■ OPDRACHT ■
Neem de lijst hieronder volledig en letterlijk over, van de eerste tot de laatste regel.

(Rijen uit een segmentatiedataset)
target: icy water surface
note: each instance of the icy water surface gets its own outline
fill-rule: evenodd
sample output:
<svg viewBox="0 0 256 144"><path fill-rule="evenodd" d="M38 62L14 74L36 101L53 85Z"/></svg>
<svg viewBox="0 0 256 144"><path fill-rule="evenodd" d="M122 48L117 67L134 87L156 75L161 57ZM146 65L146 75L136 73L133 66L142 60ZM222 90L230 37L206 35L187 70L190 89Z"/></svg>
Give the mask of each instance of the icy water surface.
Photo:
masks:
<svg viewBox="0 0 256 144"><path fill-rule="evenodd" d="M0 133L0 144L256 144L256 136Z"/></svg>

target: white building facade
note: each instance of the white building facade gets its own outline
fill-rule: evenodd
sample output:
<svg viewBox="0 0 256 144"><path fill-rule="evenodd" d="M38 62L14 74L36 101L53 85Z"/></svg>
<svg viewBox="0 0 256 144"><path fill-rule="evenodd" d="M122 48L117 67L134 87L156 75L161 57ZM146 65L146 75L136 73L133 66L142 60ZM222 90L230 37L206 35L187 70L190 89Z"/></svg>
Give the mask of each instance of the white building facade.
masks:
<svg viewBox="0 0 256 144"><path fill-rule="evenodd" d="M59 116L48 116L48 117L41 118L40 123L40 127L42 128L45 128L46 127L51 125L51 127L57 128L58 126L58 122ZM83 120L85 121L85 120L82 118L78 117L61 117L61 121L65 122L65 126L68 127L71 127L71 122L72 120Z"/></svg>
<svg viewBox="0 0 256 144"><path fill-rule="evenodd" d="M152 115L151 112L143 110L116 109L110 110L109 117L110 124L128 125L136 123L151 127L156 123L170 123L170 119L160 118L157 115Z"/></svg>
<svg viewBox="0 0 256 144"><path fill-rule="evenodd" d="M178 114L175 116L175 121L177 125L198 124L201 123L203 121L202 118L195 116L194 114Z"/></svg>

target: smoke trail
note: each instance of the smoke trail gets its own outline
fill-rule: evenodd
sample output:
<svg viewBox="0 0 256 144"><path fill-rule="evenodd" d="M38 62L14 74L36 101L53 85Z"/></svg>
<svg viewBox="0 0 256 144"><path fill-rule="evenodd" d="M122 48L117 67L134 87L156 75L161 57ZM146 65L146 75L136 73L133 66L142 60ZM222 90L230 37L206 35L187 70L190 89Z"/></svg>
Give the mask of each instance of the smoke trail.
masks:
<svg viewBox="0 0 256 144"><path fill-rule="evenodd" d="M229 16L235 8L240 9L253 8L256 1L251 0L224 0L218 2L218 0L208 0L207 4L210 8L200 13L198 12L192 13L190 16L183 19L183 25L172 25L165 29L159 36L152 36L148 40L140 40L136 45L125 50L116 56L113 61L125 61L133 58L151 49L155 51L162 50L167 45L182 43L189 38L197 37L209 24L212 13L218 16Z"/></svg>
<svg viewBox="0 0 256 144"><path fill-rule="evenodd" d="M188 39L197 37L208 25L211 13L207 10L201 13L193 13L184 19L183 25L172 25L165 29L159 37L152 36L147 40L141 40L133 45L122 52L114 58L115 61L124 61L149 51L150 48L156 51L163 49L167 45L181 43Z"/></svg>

■ ANTWOORD ■
target: icy water surface
note: each instance of the icy water surface gets its own outline
fill-rule: evenodd
sample output:
<svg viewBox="0 0 256 144"><path fill-rule="evenodd" d="M38 62L14 74L36 101L53 85Z"/></svg>
<svg viewBox="0 0 256 144"><path fill-rule="evenodd" d="M122 48L117 67L134 87L156 75L161 57ZM146 65L146 75L136 73L133 66L142 60ZM222 90L230 37L206 35L187 70L190 89Z"/></svg>
Give the mask of each instance of the icy water surface.
Photo:
masks:
<svg viewBox="0 0 256 144"><path fill-rule="evenodd" d="M0 133L0 144L256 144L256 136Z"/></svg>

target: white building facade
note: each instance of the white building facade gets its own outline
fill-rule: evenodd
sample output:
<svg viewBox="0 0 256 144"><path fill-rule="evenodd" d="M38 62L14 74L36 101L53 85Z"/></svg>
<svg viewBox="0 0 256 144"><path fill-rule="evenodd" d="M122 48L117 67L134 87L156 75L161 57ZM146 65L146 75L136 73L133 66L142 60ZM222 90L230 37L206 35L187 70L190 89Z"/></svg>
Give the mask of each instance of the white building facade.
masks:
<svg viewBox="0 0 256 144"><path fill-rule="evenodd" d="M59 116L48 116L48 117L41 118L40 123L40 127L42 128L45 128L46 127L51 125L51 127L57 128L58 126L58 122ZM83 120L85 121L85 120L82 118L78 117L61 117L61 121L65 122L65 126L68 127L71 127L71 122L72 120Z"/></svg>
<svg viewBox="0 0 256 144"><path fill-rule="evenodd" d="M152 115L151 112L143 110L116 109L110 110L109 117L110 124L128 125L136 123L151 127L156 123L170 123L170 119L160 118L157 115Z"/></svg>
<svg viewBox="0 0 256 144"><path fill-rule="evenodd" d="M178 114L175 116L175 121L177 125L198 124L201 123L203 121L202 118L195 116L194 114Z"/></svg>

target: smoke trail
note: each instance of the smoke trail gets its own outline
fill-rule: evenodd
sample output:
<svg viewBox="0 0 256 144"><path fill-rule="evenodd" d="M38 62L14 74L36 101L53 85Z"/></svg>
<svg viewBox="0 0 256 144"><path fill-rule="evenodd" d="M122 48L117 67L134 87L156 75L161 57ZM146 65L146 75L136 73L133 66L142 60ZM222 90L230 37L206 35L187 70L190 89Z"/></svg>
Give the mask of each instance of the smoke trail.
masks:
<svg viewBox="0 0 256 144"><path fill-rule="evenodd" d="M229 16L235 8L240 9L253 8L256 1L251 0L224 0L218 2L218 0L208 0L207 4L210 8L200 13L198 12L192 13L190 16L183 19L183 25L172 25L165 29L159 36L152 36L148 40L140 40L136 45L125 50L116 56L113 61L125 61L133 58L151 49L155 51L162 50L167 45L182 43L189 38L197 37L209 24L212 13L218 16Z"/></svg>
<svg viewBox="0 0 256 144"><path fill-rule="evenodd" d="M188 39L197 37L208 25L211 13L207 10L201 13L193 13L184 19L183 25L172 25L165 29L159 37L152 36L147 40L141 40L133 45L122 52L114 58L115 61L124 61L149 51L150 48L156 51L163 49L167 45L181 43Z"/></svg>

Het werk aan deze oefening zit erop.